**Tarea planteada**
Reescribe todo el material cambiando "Where can you see" por "Where do you see" y deja lo demás tal cual.

**Material de entrada**
──────────

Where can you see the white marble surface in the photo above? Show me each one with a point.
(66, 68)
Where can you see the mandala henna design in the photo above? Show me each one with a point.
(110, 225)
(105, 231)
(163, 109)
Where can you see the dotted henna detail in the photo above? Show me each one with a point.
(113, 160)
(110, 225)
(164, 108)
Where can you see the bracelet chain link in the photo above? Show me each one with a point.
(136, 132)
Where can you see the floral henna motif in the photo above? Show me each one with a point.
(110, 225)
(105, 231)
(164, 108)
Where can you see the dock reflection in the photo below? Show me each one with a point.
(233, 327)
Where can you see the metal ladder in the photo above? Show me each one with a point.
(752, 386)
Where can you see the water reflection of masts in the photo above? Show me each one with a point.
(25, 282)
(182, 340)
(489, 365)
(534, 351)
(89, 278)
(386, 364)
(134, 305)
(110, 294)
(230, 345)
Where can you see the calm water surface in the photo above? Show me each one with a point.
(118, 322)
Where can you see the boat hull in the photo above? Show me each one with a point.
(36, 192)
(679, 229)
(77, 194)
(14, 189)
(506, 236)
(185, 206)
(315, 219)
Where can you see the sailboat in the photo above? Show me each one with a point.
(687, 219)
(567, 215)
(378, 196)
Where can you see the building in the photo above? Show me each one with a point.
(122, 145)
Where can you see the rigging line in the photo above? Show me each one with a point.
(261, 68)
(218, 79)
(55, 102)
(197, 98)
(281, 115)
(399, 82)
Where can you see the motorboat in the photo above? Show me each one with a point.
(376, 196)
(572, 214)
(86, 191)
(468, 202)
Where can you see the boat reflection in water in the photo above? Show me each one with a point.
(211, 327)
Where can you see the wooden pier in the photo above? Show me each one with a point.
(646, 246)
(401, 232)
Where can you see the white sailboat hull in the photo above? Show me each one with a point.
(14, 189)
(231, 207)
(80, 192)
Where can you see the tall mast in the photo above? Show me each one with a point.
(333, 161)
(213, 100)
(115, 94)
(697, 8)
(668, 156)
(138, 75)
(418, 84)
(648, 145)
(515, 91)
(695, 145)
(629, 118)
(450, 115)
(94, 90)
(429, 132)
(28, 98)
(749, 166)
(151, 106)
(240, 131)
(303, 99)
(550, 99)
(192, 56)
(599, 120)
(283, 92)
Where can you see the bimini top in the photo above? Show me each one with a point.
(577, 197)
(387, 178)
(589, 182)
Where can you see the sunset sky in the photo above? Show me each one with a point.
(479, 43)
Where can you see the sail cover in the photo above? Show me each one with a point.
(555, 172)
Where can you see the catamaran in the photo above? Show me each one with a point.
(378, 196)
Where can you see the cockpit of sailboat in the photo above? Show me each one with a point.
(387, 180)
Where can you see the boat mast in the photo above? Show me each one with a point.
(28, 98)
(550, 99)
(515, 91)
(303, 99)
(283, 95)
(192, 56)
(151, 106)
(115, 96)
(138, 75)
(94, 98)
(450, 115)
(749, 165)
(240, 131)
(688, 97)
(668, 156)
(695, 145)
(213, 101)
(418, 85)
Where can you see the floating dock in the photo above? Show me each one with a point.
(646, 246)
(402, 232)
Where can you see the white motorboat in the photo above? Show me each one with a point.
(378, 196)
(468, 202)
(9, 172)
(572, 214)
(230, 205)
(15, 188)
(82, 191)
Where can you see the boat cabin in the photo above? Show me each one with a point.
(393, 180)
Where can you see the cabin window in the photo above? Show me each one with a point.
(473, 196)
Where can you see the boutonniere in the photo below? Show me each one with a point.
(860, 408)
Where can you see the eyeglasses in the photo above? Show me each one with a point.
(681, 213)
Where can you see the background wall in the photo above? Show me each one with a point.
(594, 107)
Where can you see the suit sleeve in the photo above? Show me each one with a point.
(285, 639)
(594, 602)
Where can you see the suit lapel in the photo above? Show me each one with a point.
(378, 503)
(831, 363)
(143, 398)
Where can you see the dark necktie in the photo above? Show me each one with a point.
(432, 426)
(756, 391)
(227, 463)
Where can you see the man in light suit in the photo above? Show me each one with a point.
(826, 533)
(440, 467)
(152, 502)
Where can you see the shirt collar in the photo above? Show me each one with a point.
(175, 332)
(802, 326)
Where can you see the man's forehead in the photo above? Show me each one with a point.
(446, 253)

──────────

**Respuesta a la tarea**
Where do you see the white marble surface in the photo above? Show me each one with a point.
(66, 68)
Where do you see the mandala henna design in the photo above? Show me each one with a point.
(110, 225)
(105, 231)
(163, 109)
Where do you see the dotted henna detail in the photo above? Show me each one with a point.
(113, 160)
(110, 225)
(164, 108)
Where do you see the bracelet chain link in the photo above? Show me each one with a point.
(136, 132)
Where do you see the floral henna motif in the photo above? Show me each one with a point.
(110, 225)
(105, 231)
(164, 108)
Where do you see the dock reflection in the photo below? Show me each one with a point.
(233, 327)
Where do you see the metal ladder in the photo above? Show me each one with a point.
(752, 386)
Where do you see the water reflection of masts in the photo above? Show me each one with a point.
(25, 282)
(182, 340)
(489, 365)
(534, 351)
(89, 278)
(386, 364)
(134, 305)
(110, 294)
(230, 345)
Where do you see the calm water surface in the photo above? Show me each one with a point.
(118, 322)
Where do you see the boat hull in the photo above? Show me each one with a point.
(36, 192)
(679, 229)
(77, 194)
(14, 189)
(506, 236)
(185, 206)
(315, 219)
Where do you see the sailboat in the photo above? Show me each one with a point.
(687, 219)
(567, 215)
(378, 196)
Where do you see the building in the photo above? Show me each one with a point.
(122, 145)
Where do you see the rigging line in the photo above? Show me each one with a point.
(261, 68)
(218, 79)
(55, 102)
(197, 98)
(281, 115)
(399, 82)
Where do you see the motorboat in the photo above? Show me each one with a point.
(376, 196)
(572, 214)
(86, 191)
(468, 202)
Where do you see the boat reflection in water in the photo above? Show me each one with a point.
(211, 327)
Where do you see the wooden pier in the photo above? Show me each one with a point.
(646, 246)
(401, 232)
Where do you see the white sailboat hull in the photo above? Show me each one with a point.
(14, 189)
(231, 207)
(80, 192)
Where do you see the tall mast in the photo above? Show me each one with a point.
(333, 161)
(213, 100)
(115, 94)
(697, 8)
(668, 156)
(138, 75)
(418, 84)
(648, 145)
(515, 91)
(695, 145)
(629, 118)
(450, 115)
(94, 90)
(429, 132)
(28, 98)
(749, 166)
(151, 106)
(240, 131)
(303, 99)
(550, 99)
(192, 56)
(599, 120)
(283, 92)
Where do you see the bimini top in the photo above? Show me each one with a point.
(577, 197)
(387, 178)
(589, 182)
Where do you see the sunset sky in the photo above? Show me each one with a point.
(479, 43)
Where do you see the sail cover in the photo above? Show me each one with a point.
(555, 172)
Where do you see the catamaran in the photo above? Show me each one with a point.
(378, 196)
Where do you see the cockpit of sailboat in the photo above? Show me each one with a point.
(387, 180)
Where do you see the boat mast in the photo above? Show me each one with a point.
(28, 98)
(550, 99)
(515, 91)
(303, 99)
(283, 95)
(192, 56)
(151, 106)
(115, 96)
(138, 75)
(94, 98)
(450, 115)
(749, 165)
(240, 131)
(688, 97)
(668, 156)
(695, 145)
(213, 101)
(418, 85)
Where do you see the floating dock in the photo above? Show me each one with a point.
(646, 246)
(402, 232)
Where do you see the white motorboat in the photo above? Show me each one with a point.
(378, 196)
(468, 202)
(9, 172)
(572, 214)
(230, 205)
(15, 188)
(82, 191)
Where do you see the boat cabin in the photo above? Show me each one with a point.
(393, 180)
Where do you see the cabin window in the photo above? Show me each one with a point.
(473, 196)
Where do you see the boutonniere in the photo below? Show me each one with a point.
(860, 408)
Where do you see the eyeglasses in the photo above? Show me each one with a point.
(681, 213)
Where do you see the background wall in the photo above? Show me each one with a point.
(594, 107)
Where do you see the suit sleeve in the photo above? Show me each one with a point.
(285, 639)
(594, 602)
Where do you see the suit lapel in the photo above? Show me each one with a point.
(378, 503)
(831, 363)
(143, 398)
Where do you see the dark necktie in the photo above? Show me each one with a point.
(432, 426)
(756, 391)
(227, 463)
Where do you see the man in light suit in the photo above? Show me each one with a point.
(826, 533)
(440, 467)
(152, 502)
Where do you see the shirt collar in the photo above? Show me each one with a point.
(175, 332)
(802, 326)
Where do you see the man's forehead in the photo above? Show me each one with a point.
(446, 253)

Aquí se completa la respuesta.